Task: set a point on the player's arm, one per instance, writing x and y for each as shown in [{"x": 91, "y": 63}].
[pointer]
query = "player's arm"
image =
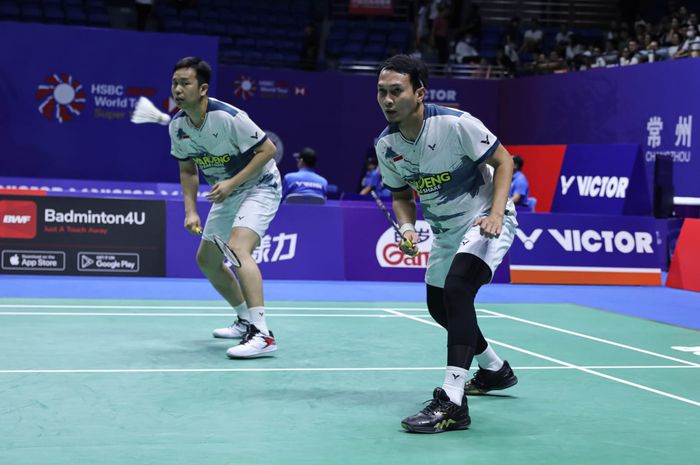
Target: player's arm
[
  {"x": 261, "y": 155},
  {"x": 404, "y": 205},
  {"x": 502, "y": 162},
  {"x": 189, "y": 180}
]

+ + + + + + +

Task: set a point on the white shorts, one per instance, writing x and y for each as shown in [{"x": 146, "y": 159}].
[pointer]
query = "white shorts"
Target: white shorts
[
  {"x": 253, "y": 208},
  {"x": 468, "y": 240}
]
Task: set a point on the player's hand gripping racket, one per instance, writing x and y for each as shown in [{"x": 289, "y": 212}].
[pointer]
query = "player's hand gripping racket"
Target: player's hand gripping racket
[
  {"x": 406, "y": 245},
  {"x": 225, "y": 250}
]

+ + + + + + +

■ Tâche demandée
Rassemblez chaque ligne des items ci-dessus qui contient la chaîne "Target". La casse compte.

■ La solution
Target: player's arm
Target: white shorts
Target: player's hand gripping racket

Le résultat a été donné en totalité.